Restate the records word for word, omitting nothing.

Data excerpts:
________________________________________
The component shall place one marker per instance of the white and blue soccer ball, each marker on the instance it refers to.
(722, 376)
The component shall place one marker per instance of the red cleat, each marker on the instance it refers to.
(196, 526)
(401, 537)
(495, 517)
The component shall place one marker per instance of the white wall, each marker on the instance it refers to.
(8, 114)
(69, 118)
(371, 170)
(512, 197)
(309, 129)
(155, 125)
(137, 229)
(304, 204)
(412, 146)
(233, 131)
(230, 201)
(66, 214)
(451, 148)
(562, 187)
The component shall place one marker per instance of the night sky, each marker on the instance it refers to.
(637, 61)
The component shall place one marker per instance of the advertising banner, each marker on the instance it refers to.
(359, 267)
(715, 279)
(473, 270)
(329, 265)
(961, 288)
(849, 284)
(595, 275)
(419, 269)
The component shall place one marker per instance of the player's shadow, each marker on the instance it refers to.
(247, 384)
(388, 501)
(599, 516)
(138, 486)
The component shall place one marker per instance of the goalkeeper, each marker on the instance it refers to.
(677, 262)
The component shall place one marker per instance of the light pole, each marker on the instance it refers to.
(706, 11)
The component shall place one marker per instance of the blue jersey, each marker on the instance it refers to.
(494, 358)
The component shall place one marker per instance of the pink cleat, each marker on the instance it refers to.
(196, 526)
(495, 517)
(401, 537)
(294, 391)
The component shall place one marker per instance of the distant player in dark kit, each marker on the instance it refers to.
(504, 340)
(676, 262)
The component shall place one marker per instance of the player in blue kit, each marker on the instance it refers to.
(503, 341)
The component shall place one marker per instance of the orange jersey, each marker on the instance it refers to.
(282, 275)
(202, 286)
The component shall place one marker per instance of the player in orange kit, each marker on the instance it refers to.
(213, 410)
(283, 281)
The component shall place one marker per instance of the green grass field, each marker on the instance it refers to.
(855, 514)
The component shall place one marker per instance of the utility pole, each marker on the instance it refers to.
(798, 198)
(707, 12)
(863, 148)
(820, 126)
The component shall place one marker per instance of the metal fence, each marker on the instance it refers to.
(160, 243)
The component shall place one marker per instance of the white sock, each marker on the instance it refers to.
________________________________________
Answer for the task ->
The component shall place one marker per instance of the white and blue soccer ball, each marker on the instance it refers to.
(722, 376)
The component shall place one marker per instance of the red cleat, each marker on the instance it refers to.
(196, 526)
(401, 537)
(495, 517)
The component shall place one marker per instance of the white wall, each marker on the instance it refers to.
(8, 114)
(69, 118)
(371, 170)
(512, 197)
(309, 129)
(155, 125)
(137, 229)
(304, 204)
(412, 146)
(233, 131)
(230, 201)
(66, 214)
(451, 148)
(562, 187)
The component shall place one marker per instance of the night sky, each marker on the instance it refers to.
(637, 61)
The component shall place one marker per instance of the advertising banner, each marker on the instance it refers to.
(359, 267)
(715, 279)
(473, 270)
(329, 265)
(961, 288)
(849, 284)
(595, 275)
(419, 269)
The component shall place one marker per instance of the player's shadow, each marker on the instance it refers to.
(247, 384)
(388, 501)
(599, 516)
(138, 486)
The component shall place one marker per instance of the goalkeeper, each marker on the instance it refers to.
(677, 262)
The component shall place one marker per instance of the light pole, each marker on the instance it refers to.
(706, 11)
The component shall place one marker per instance of the blue jersey, each marker on the instance it refers to.
(494, 358)
The component shall place one marker per instance of the pink cleat, each marker on the instance it refers to.
(196, 526)
(495, 517)
(401, 537)
(294, 391)
The component shall place one marker per instance of the distant player in dark kit, each marker on the instance it refers to.
(504, 340)
(676, 262)
The component shall place one marker per instance of the player in blue kit, each marker on the instance it refers to.
(503, 341)
The component shall place one marker per instance of the orange jersey, each marker on the instance it refers to.
(282, 275)
(202, 286)
The component shall place one marker per instance of the player in orange kit, each marker on the instance it refers to.
(213, 410)
(283, 281)
The component shall place one marker per instance of the green grass field, each marker on the instance it refers to.
(855, 514)
The component shall place one marker per instance of the utility pole, each marker on the instance it refers to.
(798, 198)
(707, 12)
(863, 148)
(820, 126)
The component shall place one marker per instance of the metal fence, each marker on the instance it refers to.
(160, 243)
The component shall place one marker per instance of the white sock, each marker on the instance it refers to.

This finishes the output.